(Records)
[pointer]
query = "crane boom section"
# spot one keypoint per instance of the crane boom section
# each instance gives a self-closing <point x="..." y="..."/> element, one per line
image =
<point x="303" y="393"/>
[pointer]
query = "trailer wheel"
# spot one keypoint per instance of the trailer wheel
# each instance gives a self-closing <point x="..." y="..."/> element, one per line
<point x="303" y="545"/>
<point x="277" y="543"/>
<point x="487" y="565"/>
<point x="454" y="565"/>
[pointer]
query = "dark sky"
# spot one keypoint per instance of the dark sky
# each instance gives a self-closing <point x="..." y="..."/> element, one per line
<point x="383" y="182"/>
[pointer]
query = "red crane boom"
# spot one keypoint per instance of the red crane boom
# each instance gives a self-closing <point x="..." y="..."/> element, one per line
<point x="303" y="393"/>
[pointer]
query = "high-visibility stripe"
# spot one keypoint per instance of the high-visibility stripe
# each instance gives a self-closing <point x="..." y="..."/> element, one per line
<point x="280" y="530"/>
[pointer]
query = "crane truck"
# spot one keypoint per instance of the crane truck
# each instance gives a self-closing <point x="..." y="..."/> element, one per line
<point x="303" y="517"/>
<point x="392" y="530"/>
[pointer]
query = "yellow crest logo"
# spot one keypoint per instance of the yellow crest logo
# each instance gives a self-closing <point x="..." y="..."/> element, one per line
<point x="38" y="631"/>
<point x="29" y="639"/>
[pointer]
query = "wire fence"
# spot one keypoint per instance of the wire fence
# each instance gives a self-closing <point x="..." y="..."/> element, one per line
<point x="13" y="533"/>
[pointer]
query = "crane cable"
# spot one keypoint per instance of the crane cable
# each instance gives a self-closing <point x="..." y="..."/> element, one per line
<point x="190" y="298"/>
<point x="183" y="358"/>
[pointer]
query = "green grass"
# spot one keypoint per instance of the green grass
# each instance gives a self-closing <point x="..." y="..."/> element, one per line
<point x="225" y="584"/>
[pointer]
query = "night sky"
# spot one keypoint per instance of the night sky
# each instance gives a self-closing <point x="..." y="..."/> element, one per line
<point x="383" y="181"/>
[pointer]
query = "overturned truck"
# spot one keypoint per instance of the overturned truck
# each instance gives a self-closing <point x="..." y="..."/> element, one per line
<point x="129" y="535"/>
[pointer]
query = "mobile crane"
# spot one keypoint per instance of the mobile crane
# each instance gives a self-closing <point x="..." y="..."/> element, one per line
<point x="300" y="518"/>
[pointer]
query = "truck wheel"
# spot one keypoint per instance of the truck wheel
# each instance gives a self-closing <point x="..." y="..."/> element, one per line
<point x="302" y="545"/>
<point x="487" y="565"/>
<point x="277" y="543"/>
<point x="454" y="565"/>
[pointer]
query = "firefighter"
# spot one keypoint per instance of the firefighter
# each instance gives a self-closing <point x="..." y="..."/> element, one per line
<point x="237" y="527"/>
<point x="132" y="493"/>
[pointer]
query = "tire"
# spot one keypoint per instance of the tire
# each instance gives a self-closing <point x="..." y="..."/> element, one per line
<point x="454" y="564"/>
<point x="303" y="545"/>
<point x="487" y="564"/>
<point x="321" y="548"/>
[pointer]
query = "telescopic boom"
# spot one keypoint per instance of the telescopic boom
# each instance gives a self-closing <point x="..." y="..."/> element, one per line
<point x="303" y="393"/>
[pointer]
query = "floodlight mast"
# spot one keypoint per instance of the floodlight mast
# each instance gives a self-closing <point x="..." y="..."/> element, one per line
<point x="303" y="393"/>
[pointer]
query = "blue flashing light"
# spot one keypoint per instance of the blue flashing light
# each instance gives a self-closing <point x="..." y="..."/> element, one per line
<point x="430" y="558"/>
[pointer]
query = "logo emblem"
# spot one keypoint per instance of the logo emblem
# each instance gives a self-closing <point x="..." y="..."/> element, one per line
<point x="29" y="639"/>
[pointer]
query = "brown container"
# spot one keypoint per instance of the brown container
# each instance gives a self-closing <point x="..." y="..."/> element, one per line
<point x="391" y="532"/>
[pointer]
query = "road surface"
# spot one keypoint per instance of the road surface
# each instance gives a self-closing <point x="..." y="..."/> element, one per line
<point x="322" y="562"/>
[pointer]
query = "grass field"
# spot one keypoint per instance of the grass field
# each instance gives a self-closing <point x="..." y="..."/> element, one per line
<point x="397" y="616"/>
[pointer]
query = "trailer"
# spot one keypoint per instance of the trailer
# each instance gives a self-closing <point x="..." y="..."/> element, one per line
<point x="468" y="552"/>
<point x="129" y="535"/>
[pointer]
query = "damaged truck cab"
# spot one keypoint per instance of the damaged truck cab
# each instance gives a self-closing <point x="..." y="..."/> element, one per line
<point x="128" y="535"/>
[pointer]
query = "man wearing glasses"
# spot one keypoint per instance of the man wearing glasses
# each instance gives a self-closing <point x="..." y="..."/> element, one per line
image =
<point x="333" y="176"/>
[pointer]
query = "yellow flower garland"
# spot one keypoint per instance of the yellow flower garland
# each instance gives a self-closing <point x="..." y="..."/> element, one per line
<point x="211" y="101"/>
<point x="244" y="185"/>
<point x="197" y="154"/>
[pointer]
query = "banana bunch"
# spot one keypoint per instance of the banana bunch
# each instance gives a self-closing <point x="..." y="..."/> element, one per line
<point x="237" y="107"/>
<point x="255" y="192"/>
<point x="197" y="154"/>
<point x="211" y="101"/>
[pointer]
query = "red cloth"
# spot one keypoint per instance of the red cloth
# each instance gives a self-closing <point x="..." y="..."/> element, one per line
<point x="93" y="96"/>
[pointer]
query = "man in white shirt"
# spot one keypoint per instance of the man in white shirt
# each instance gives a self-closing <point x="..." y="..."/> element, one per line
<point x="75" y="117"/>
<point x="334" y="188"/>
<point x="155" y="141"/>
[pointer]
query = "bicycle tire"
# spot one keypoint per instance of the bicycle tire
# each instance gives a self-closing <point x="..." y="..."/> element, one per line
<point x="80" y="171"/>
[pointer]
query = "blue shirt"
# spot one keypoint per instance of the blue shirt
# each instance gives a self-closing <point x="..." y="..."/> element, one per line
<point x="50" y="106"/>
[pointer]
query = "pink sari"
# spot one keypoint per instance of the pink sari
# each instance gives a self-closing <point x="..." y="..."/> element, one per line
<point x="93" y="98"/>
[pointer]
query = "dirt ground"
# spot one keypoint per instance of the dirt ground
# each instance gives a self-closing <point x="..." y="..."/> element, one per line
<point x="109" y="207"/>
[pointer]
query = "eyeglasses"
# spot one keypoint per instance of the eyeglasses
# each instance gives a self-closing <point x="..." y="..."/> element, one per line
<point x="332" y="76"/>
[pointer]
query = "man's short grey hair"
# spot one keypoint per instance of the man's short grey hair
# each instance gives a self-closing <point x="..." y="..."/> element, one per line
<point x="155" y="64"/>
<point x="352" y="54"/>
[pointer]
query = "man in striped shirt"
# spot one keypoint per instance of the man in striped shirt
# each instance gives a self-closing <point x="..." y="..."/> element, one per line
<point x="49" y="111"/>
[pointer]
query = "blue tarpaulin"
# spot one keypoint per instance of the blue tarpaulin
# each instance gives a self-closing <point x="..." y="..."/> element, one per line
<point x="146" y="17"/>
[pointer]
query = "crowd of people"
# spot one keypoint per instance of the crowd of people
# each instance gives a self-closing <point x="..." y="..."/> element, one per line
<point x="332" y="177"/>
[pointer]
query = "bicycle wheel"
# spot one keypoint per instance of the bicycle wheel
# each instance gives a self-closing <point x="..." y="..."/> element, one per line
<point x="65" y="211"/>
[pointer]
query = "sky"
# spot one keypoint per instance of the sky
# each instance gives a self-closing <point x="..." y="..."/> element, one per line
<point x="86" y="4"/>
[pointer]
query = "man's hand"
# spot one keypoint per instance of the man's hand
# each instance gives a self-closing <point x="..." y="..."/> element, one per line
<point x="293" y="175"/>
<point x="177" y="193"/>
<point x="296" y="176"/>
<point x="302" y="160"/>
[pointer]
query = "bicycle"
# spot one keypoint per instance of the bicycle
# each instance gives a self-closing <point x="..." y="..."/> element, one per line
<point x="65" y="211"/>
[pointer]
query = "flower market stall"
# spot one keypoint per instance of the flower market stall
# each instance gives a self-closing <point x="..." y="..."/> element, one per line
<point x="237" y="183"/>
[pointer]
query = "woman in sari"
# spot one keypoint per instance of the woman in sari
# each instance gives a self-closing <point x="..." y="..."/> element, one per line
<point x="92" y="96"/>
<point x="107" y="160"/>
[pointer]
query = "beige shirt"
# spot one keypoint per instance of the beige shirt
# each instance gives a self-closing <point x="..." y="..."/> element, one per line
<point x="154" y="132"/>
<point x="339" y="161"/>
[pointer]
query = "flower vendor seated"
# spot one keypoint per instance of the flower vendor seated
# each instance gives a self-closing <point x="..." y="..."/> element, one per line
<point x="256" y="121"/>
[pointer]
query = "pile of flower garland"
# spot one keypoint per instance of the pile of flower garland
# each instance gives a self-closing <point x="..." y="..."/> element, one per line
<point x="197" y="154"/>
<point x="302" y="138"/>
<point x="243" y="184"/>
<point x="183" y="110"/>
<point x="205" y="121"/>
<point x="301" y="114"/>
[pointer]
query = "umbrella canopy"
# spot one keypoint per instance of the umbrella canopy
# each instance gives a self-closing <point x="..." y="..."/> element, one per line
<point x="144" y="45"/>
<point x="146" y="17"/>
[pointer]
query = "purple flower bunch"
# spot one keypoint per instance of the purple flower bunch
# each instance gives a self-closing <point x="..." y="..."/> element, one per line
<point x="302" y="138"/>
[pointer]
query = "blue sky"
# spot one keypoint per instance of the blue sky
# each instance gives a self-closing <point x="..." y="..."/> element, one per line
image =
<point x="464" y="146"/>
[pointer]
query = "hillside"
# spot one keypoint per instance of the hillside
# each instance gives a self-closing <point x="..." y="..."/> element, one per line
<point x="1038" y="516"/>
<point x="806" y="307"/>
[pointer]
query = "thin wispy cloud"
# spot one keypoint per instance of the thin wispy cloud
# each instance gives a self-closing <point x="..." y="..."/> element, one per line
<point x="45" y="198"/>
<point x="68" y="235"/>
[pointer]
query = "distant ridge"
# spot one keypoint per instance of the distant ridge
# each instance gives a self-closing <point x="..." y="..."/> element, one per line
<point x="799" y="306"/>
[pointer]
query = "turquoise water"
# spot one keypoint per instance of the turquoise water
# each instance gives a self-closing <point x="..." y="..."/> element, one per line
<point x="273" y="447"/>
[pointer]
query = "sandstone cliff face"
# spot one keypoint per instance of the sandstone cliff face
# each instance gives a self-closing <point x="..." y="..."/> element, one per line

* **WHAT THE TASK ASKS**: Pull out every line of the records above that contains the string "floodlight". Case counts.

* **RESULT FOR THIS EXERCISE**:
query = "floodlight mast"
# spot one keypoint per instance of the floodlight mast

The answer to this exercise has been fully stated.